Exercise: Can you swap every "white shorts" in the records below for "blue shorts" and give all the lines back, leaving everything else unchanged?

== == ==

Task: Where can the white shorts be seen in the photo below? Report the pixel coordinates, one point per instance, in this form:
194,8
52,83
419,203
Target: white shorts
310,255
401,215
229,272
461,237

== == ==

Task solution:
Task: Where can the blue shorts be seen in the photo below? Report the pixel coordinates, one point per instance, in this form:
194,8
52,83
419,203
Target: blue shorts
310,255
401,215
229,272
461,237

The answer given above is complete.